**SELECTED EXCERPT:**
Dolbeare headed the organization from 1977 to 1984 and 1993 to 1994. In 2024, NLIHC commemorated its 50 years of operations. In 2016, Diane Yentel, who worked as an NLIHC analyst in her first Washington, D.C., job, became president of the organization. Yentel succeeded Sheila Crowley, who retired after leading the organization for more than 17 years. In October 2024, Yentel announced she would be leaving her role in NLIHC, joining the National Council of Nonprofits as president and CEO. Renee M. Willis replaced her as president and CEO of NLIHC in May 2025.

==Activities==
NLIHC has developed a national database on subsidized and federally assisted housing. HUD provides data on the number of rental assistance and insurance program it administers, which NLIHC combines with data on properties supported by the Department of Agriculture or low income housing tax credits. Around the 1980s, the coalition was affiliated with the Low Income Housing Information Service.

**DATA EXTRACTS:**

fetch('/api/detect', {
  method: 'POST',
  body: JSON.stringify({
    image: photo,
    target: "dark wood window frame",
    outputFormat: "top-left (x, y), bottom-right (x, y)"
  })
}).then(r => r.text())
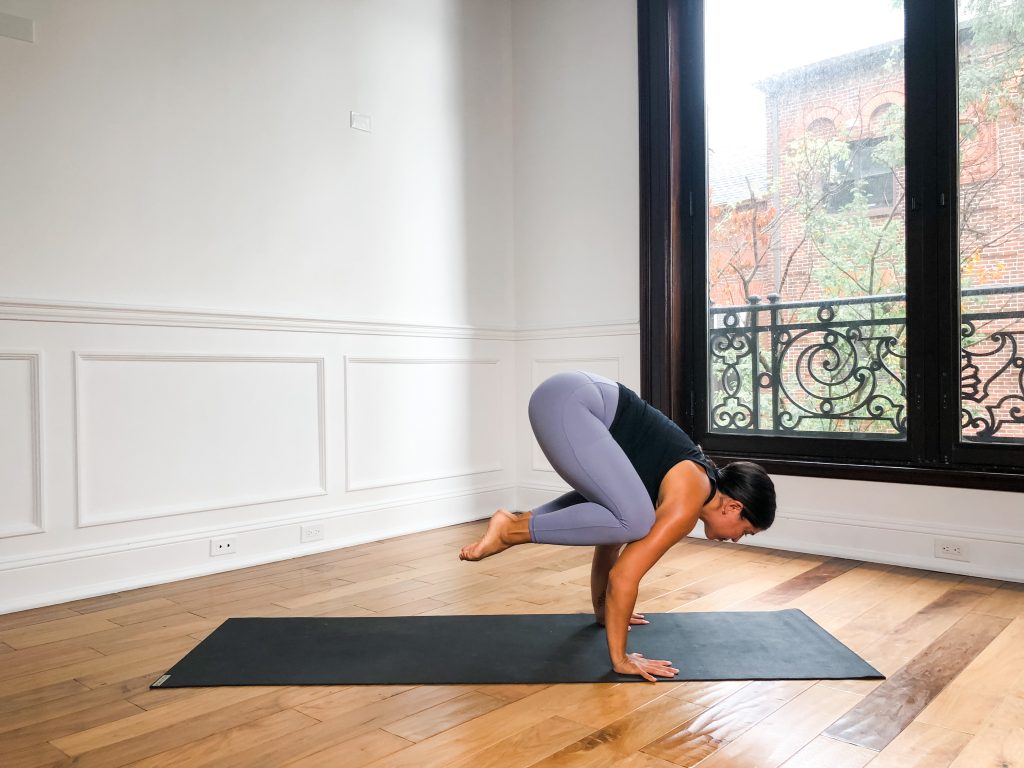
top-left (637, 0), bottom-right (1024, 492)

**INSTRUCTIONS:**
1. According to the passage about NLIHC, who became the organization's president and CEO in May 2025?
2. Carry on the passage about NLIHC after its last sentence with a few more sentences about the coalition's activities.

**OUTPUTS FOR THE TASKS:**
1. Renee M. Willis

2.
The organization's annual publication, Out of Reach, developed a formula called the "housing wage" that spotlights the gap between income and housing costs. The widely cited report identifies the number of hours someone earning minimum wage would have to work to afford a two bedroom house in every jurisdiction in the country.

In March 2026, NLIHC found that there are only 35 affordable homes for every 100 extremely low-income renters in the United States. The report, titled "The Gap," tracks affordable rental unit shortages in all 50 U.S. states and the District of Columbia.